The data must be reproduced verbatim; images are to be omitted.

━━ Records shown

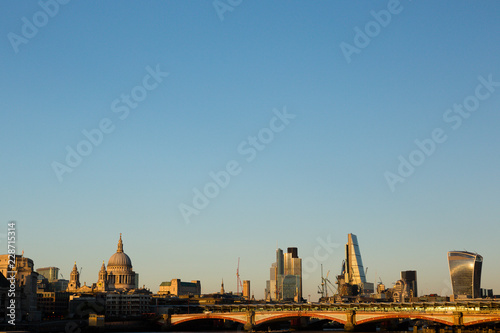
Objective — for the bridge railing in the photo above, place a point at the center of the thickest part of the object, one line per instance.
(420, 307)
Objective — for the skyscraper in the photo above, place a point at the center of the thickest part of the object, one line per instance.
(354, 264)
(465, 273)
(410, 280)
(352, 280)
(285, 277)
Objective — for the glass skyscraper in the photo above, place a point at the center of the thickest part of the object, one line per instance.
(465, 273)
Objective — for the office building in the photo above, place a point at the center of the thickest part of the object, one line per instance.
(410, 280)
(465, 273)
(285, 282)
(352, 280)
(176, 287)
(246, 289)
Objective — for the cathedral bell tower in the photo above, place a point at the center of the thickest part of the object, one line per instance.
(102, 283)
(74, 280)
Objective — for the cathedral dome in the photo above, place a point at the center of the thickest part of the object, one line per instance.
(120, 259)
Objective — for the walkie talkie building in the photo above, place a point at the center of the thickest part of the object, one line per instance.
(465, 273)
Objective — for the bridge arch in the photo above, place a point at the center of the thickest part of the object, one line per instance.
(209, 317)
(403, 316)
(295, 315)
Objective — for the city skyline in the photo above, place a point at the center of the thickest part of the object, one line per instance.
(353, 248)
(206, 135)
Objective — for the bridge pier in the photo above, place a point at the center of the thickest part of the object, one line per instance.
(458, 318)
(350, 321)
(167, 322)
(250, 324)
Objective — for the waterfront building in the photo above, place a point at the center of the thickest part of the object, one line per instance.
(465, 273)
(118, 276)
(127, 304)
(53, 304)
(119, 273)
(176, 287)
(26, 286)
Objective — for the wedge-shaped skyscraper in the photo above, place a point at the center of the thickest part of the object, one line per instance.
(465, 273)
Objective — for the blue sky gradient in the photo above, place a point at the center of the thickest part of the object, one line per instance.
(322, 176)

━━━━

Exercise solution:
Objective — for the bridge railing in the photo above, place a point at the center of the thickest part of the object, one line per instance.
(420, 307)
Objective — for the skyscraper in the photo above, place a point at the center of the thickest part of the object, one line per instance.
(354, 264)
(465, 273)
(410, 280)
(352, 280)
(285, 277)
Objective — for the glass skyscraper in the photo above, place a point at the center of the thickest part of the object, one line per instance.
(465, 273)
Objective — for the office building in the photo above, place a point at the center of the thickest part of the object, one line per instance.
(410, 280)
(465, 273)
(285, 282)
(352, 280)
(176, 287)
(246, 289)
Objective — for the cathedral bell tower in the photo above, place a point at the center of the thickest part of the object, one line per instance.
(102, 283)
(74, 280)
Objective — for the cathedral dome in the photo above, place a point at the center of the thickest part of the object, one line per instance.
(120, 259)
Objective — for the walkie talkie building in the photo above, place a point at the center of the thickest part of the object, one line per instance.
(465, 273)
Objective — for the bridge arch in the photo above, place a point at the center of the thickest part of the object, one line per instance.
(209, 317)
(403, 316)
(295, 315)
Objective — for the city skyline in the photo above, place a point at the center of the thickest part of the object, one line per instance.
(353, 248)
(206, 135)
Objective — for the bridge pier in the photo above, place a point at the center of the thickest part of the object, one line per instance.
(458, 318)
(350, 321)
(167, 322)
(250, 324)
Objective — for the waterfront building in the photo above, place a point at the center of the thickest part of the object, one line per instance.
(465, 273)
(118, 276)
(127, 304)
(53, 304)
(119, 273)
(176, 287)
(26, 286)
Objective — for the wedge-shaped skyscraper in the photo above, place a point at the center of the thickest part of the object, one line per instance.
(465, 273)
Objective — for the blue sky gradient in the photo above, place a point at the center of the thickest part of the object, one line per instance.
(322, 176)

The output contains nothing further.